TASK GOAL — From the data below, pick out each line that contains the string "every" and copy those lines. Letter case counts.

Stored data entries —
####################

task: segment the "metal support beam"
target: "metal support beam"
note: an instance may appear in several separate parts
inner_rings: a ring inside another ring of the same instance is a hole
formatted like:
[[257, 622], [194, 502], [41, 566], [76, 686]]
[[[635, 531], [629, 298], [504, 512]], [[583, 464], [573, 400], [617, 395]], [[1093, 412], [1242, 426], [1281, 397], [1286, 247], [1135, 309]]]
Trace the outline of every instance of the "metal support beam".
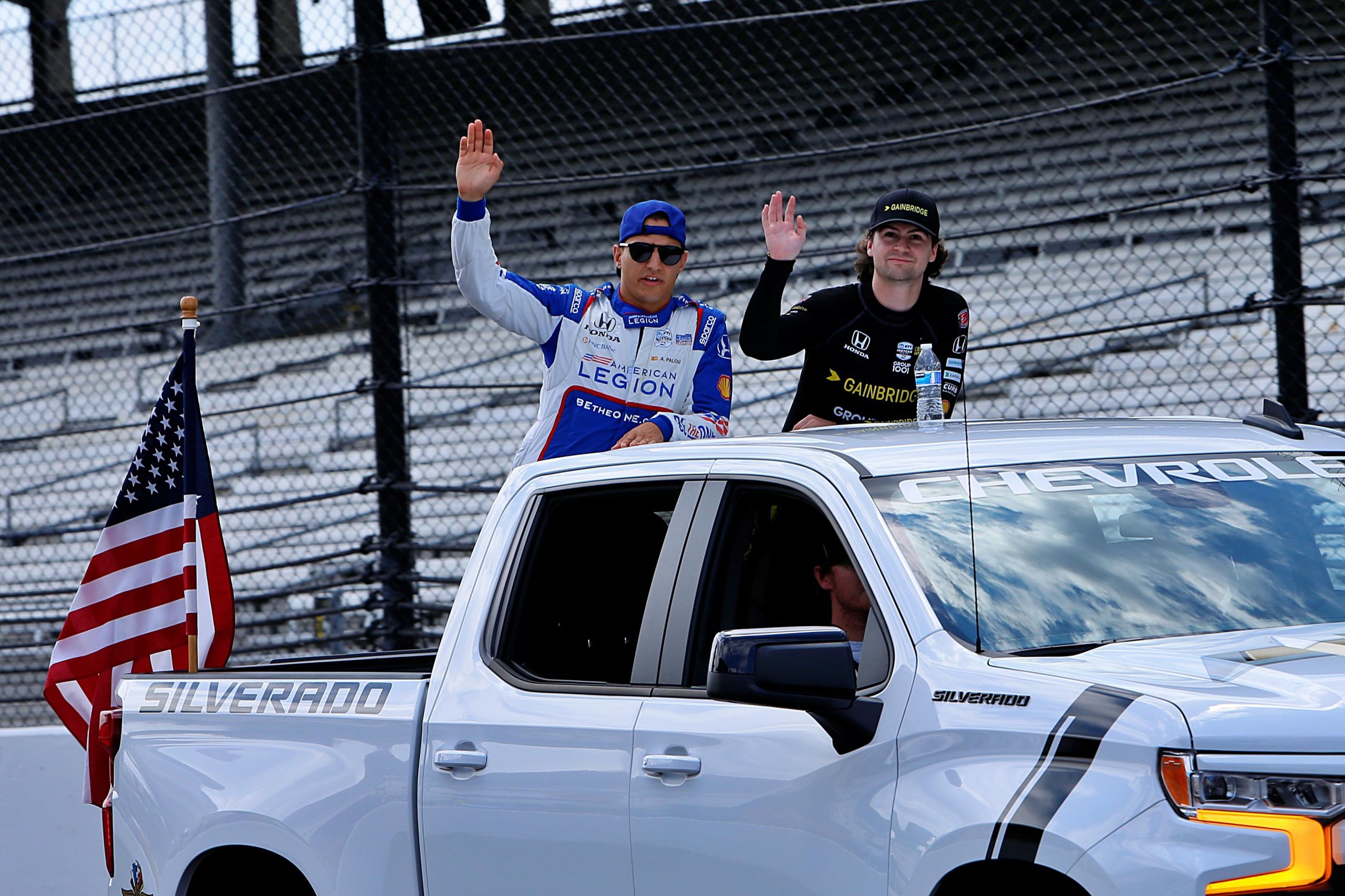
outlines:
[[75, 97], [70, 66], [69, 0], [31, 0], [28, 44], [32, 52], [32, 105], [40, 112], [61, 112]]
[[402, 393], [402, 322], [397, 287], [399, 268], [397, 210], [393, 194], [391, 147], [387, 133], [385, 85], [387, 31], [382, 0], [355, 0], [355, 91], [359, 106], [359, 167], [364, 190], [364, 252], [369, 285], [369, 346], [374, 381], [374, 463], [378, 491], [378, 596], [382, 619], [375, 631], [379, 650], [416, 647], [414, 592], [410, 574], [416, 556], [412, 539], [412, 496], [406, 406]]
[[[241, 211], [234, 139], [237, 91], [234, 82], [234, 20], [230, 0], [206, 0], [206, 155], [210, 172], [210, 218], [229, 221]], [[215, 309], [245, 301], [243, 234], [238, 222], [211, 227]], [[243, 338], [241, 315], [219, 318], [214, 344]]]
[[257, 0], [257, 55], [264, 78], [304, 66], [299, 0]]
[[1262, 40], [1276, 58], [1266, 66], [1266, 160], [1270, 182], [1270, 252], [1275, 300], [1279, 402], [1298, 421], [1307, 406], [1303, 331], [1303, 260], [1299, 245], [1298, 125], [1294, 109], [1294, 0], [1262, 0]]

####################

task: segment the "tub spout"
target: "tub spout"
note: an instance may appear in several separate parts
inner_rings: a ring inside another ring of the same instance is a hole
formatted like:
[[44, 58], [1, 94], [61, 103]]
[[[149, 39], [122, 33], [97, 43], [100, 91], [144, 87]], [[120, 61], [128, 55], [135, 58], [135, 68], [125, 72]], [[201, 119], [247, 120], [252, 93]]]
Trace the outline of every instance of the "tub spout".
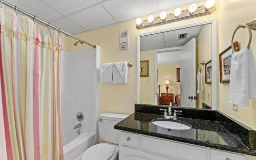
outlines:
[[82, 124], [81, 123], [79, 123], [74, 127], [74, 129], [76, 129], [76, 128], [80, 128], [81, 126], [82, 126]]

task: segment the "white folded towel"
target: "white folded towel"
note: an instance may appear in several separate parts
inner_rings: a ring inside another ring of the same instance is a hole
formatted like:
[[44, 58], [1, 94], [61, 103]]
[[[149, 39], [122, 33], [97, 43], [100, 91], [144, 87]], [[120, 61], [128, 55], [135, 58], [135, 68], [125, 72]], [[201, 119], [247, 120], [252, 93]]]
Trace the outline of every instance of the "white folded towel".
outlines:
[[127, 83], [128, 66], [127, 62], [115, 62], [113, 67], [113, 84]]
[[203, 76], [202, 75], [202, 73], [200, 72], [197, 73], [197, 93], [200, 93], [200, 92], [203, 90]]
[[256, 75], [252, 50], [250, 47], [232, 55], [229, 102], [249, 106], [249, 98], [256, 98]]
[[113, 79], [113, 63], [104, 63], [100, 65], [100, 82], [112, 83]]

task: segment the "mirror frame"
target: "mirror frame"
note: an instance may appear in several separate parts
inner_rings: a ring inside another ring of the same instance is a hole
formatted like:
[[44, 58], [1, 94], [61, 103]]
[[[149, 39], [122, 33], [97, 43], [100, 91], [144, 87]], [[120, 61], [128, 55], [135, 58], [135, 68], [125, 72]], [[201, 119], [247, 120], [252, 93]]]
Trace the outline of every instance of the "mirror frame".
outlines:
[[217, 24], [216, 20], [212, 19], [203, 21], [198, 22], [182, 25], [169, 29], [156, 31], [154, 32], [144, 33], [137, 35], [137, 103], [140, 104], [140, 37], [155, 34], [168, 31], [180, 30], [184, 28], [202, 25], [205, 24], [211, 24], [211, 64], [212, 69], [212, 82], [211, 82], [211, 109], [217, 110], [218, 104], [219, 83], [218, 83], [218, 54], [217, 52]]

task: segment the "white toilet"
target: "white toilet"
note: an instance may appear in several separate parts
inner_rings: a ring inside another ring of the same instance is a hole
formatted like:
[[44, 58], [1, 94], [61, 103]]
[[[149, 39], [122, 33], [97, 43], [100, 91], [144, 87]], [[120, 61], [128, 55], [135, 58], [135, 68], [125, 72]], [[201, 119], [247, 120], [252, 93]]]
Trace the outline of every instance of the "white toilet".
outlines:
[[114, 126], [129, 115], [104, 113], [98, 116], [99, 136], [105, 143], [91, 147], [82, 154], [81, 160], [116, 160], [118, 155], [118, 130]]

####################

RESULT OF THE EXERCISE —
Trace the outline of every instance of the "metal support beam".
Trace the outline of every instance of the "tub spout".
Trace the outline of every instance of the "white folded towel".
Trace the outline of every instance of the "mirror frame".
Trace the outline of every instance of the "white toilet".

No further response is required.